*WHAT YOU NEED TO DO*:
Could you restate the data below word for word, without its pictures?
- Opening Delimiter -
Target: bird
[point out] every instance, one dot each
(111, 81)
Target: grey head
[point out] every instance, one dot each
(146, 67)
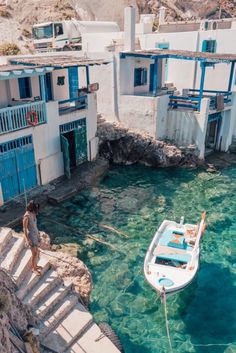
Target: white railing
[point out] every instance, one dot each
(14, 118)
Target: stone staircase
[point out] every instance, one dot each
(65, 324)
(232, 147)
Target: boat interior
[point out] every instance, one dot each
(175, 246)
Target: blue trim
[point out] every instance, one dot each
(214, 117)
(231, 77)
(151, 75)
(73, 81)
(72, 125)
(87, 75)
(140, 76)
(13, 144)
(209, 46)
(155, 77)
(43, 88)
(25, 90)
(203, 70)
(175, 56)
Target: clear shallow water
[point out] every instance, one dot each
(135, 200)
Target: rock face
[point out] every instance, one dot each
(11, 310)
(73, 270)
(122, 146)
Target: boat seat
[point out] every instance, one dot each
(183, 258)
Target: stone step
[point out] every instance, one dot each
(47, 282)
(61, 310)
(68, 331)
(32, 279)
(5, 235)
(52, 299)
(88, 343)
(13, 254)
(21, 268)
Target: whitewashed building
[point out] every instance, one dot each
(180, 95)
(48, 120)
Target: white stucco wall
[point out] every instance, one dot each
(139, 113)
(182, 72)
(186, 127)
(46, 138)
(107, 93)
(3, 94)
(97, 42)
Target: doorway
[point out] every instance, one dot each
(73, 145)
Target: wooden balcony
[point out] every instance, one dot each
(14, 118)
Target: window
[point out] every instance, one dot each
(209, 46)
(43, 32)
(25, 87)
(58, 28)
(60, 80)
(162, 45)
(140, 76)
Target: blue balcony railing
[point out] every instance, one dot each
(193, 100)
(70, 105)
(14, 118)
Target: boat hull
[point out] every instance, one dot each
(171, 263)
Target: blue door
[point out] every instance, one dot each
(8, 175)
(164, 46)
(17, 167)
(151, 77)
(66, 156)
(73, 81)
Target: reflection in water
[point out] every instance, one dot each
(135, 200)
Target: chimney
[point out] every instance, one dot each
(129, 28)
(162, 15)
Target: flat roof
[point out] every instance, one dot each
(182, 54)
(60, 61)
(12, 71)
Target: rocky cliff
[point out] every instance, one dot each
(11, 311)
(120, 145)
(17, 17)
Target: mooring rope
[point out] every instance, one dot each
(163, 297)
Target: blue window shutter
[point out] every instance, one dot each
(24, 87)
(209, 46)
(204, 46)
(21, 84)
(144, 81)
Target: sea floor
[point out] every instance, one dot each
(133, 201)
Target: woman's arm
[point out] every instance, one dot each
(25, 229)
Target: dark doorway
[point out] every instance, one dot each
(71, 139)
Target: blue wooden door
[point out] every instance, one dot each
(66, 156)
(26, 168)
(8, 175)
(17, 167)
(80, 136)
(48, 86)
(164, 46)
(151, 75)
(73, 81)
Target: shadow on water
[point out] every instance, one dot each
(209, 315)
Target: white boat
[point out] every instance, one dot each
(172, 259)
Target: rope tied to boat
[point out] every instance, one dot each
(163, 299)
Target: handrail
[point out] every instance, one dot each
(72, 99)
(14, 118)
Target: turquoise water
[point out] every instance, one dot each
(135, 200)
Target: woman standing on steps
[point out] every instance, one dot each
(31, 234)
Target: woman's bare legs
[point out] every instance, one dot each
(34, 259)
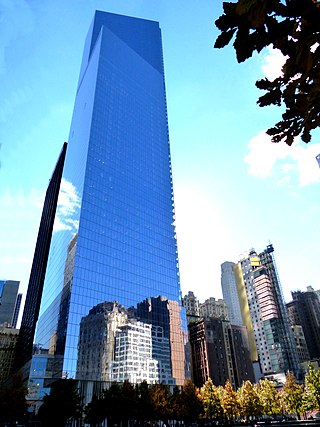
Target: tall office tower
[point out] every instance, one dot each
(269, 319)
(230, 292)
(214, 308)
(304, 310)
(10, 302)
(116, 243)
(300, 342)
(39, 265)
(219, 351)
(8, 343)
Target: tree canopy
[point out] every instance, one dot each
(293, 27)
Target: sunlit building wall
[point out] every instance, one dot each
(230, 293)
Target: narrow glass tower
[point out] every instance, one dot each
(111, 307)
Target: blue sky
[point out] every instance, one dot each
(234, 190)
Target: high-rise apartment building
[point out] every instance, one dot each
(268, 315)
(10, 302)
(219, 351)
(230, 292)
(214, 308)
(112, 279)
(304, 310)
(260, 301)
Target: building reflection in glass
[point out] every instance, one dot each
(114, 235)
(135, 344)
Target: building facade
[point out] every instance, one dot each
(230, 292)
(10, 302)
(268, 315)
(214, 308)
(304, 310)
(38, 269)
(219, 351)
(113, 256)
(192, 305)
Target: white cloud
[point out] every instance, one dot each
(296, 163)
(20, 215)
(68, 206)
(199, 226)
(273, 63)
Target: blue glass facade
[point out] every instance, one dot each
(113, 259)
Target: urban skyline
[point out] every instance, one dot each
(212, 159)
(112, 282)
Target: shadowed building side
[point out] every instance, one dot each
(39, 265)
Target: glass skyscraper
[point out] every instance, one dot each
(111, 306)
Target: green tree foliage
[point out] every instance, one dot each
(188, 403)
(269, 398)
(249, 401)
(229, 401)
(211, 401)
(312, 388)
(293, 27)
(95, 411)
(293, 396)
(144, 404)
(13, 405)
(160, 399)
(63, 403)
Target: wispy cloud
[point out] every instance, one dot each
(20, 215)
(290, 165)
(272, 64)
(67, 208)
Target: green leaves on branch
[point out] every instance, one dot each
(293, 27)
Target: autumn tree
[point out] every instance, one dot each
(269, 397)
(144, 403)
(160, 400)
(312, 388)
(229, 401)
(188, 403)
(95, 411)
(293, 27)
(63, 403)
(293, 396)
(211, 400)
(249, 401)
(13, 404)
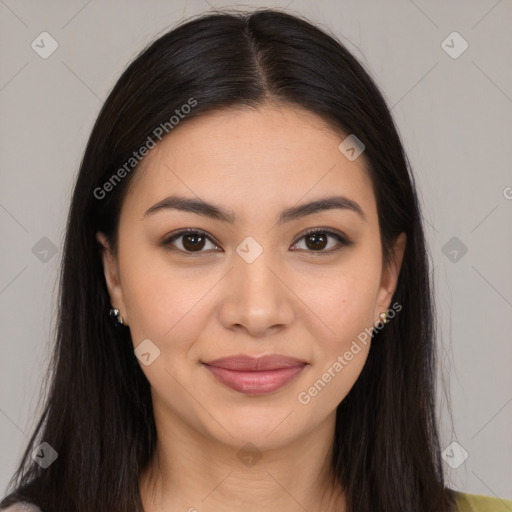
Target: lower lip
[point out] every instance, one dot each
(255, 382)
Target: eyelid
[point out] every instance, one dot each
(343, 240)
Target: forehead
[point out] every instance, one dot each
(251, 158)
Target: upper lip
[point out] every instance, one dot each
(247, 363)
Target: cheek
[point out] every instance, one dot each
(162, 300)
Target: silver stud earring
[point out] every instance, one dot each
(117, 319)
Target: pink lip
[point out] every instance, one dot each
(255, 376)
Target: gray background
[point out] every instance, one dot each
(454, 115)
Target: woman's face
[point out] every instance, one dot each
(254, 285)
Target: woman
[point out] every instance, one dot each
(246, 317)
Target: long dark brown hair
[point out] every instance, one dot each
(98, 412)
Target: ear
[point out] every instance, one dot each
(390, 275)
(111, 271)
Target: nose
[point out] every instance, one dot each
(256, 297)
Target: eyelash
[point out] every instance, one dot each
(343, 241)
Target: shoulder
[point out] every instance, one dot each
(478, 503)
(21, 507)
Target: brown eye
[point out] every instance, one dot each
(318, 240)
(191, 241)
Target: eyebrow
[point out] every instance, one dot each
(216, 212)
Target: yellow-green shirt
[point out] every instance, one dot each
- Closing Delimiter -
*TASK RESULT*:
Target: bird
[point out] every instance, one dot each
(111, 81)
Target: grey head
[point out] every instance, one dot each
(146, 67)
Target: white railing
[point out] every instance, one dot each
(14, 118)
Target: stone staircase
[point out] every instance, one dot each
(65, 324)
(232, 147)
Target: boat interior
[point out] every instance, one dot each
(175, 246)
Target: blue trim
[point out] every instance, one dot each
(214, 117)
(231, 77)
(151, 75)
(73, 81)
(72, 125)
(87, 75)
(140, 76)
(13, 144)
(209, 46)
(155, 77)
(43, 88)
(25, 90)
(203, 70)
(175, 56)
Target: clear shallow water
[point out] every instance, one dot each
(135, 200)
Target: rock face
[point out] every instance, one dot each
(11, 310)
(73, 270)
(122, 146)
Target: boat seat
[point out] every instance, one dot each
(183, 258)
Target: stone step
[point out] every instance, one dot each
(47, 282)
(61, 310)
(68, 331)
(32, 279)
(5, 235)
(52, 299)
(88, 343)
(13, 254)
(21, 268)
Target: whitewashed building
[point out] every instance, one dot each
(180, 95)
(48, 120)
Target: white stucco wall
[point out] every instance, one dot each
(139, 113)
(182, 72)
(186, 127)
(46, 138)
(107, 93)
(3, 94)
(97, 42)
Target: doorway
[point out] every instance, one dot each
(73, 145)
Target: wooden balcony
[point out] every instance, one dot each
(14, 118)
Target: window
[point out] every instance, one dot each
(209, 46)
(43, 32)
(25, 87)
(58, 28)
(60, 80)
(162, 45)
(140, 76)
Target: blue balcony railing
[point out] every instance, one dot each
(193, 100)
(70, 105)
(14, 118)
Target: boat hull
[point out] every instance, one dot each
(171, 263)
Target: blue door
[point out] every instance, one dot each
(8, 175)
(164, 46)
(17, 167)
(151, 77)
(66, 156)
(73, 81)
Target: reflection in water
[point out] every instance, one dot each
(135, 200)
Target: chimney
[point out] every instance, one dot each
(129, 28)
(162, 15)
Target: flat roof
[point out] every instance, one dot each
(182, 54)
(60, 61)
(12, 71)
Target: rocky cliff
[point out] every instance, one dot each
(11, 311)
(120, 145)
(17, 17)
Target: mooring rope
[point out] every instance, one dot each
(163, 297)
Target: blue window shutter
[point out] every instance, one dot each
(24, 87)
(209, 46)
(204, 46)
(21, 84)
(144, 81)
Target: sea floor
[point out] every instance, one dot each
(133, 201)
Target: woman's arm
[point out] every instance, one dot each
(25, 229)
Target: dark doorway
[point out] every instance, one dot each
(71, 139)
Target: blue wooden door
[point out] every instance, one dot each
(66, 156)
(26, 168)
(8, 175)
(17, 167)
(80, 136)
(48, 86)
(164, 46)
(151, 75)
(73, 81)
Target: shadow on water
[point out] every instance, one dot each
(209, 315)
Target: white boat
[point out] every instance, one dot each
(172, 259)
Target: rope tied to boat
[point out] every instance, one dot each
(163, 299)
Target: handrail
[point out] every instance, one dot each
(72, 99)
(14, 118)
Target: turquoise water
[point out] every instance, one dot each
(135, 200)
Target: woman standing on steps
[point out] every instance, one dot each
(31, 234)
Target: woman's bare legs
[point out] every instance, one dot each
(34, 259)
Target: tall office tower
[point out] every instance, one dot each
(269, 319)
(230, 292)
(214, 308)
(304, 310)
(10, 302)
(116, 243)
(300, 342)
(39, 265)
(219, 351)
(8, 343)
Target: tree canopy
[point out] every instance, one dot each
(293, 27)
Target: sunlit building wall
[point out] every instance, one dot each
(230, 293)
Target: narrow glass tower
[point out] every instance, one dot each
(111, 307)
Target: blue sky
[point out] every instance, one dot each
(234, 190)
Target: high-rise apartment building
[point out] every instance, one dot each
(268, 315)
(10, 302)
(219, 351)
(230, 292)
(214, 308)
(112, 279)
(304, 310)
(260, 301)
Target: building reflection in glass
[point out] every instance, one dot each
(114, 235)
(135, 344)
Target: building facade
[point out] every instance, one dot each
(230, 292)
(10, 302)
(268, 315)
(214, 308)
(304, 310)
(38, 269)
(219, 351)
(113, 256)
(192, 305)
Target: white cloud
[point out] every instance, one dot each
(296, 163)
(20, 215)
(68, 206)
(199, 226)
(273, 63)
Target: blue glass facade
[point out] every instance, one dot each
(113, 259)
Target: urban skyline
[point out] every instance, one dot each
(212, 159)
(112, 282)
Target: shadowed building side
[point out] every instance, one dot each
(39, 265)
Target: glass skyscraper
[point out] every instance, one dot each
(111, 306)
Target: green tree foliage
[point out] every instance, one dot each
(188, 403)
(269, 398)
(249, 401)
(229, 401)
(211, 401)
(312, 388)
(293, 27)
(95, 411)
(293, 396)
(144, 404)
(13, 405)
(160, 399)
(63, 403)
Target: wispy cloud
[point out] every instance, one dot each
(20, 215)
(290, 165)
(272, 64)
(67, 208)
Target: green leaves on branch
[point out] every instance, one dot each
(293, 27)
Target: autumn tree
[point out] every instance, one dot each
(269, 397)
(144, 403)
(160, 400)
(312, 388)
(229, 401)
(188, 403)
(95, 411)
(293, 27)
(63, 403)
(293, 396)
(211, 400)
(249, 401)
(13, 404)
Target: lower lip
[point out] every instance, one dot each
(255, 382)
Target: eyelid
[point out] every instance, one dot each
(343, 240)
Target: forehead
[point out] every instance, one dot each
(251, 158)
Target: upper lip
[point out] every instance, one dot each
(247, 363)
Target: cheek
[point out] every instance, one dot each
(162, 300)
Target: silver stud earring
[point out] every instance, one dot each
(117, 319)
Target: pink lip
[point out] every instance, one dot each
(255, 376)
Target: gray background
[point out] every instance, one dot each
(454, 115)
Target: woman's face
[point out] every instance, one dot each
(254, 285)
Target: woman
[point out] every instance, one dot each
(246, 317)
Target: long dark brown hair
[point out] every instance, one dot each
(98, 412)
Target: ear
[point out] every instance, one dot each
(390, 275)
(111, 271)
Target: nose
[point out] every instance, one dot each
(256, 297)
Target: eyelash
[point out] every instance, one dot each
(343, 241)
Target: shoulder
[point out] every instance, one dot each
(478, 503)
(21, 507)
Target: brown eye
[point out] every instance, one dot each
(318, 240)
(191, 241)
Target: eyebrow
[point out] every instance, one dot each
(216, 212)
Target: yellow-green shirt
[point out] every instance, one dot each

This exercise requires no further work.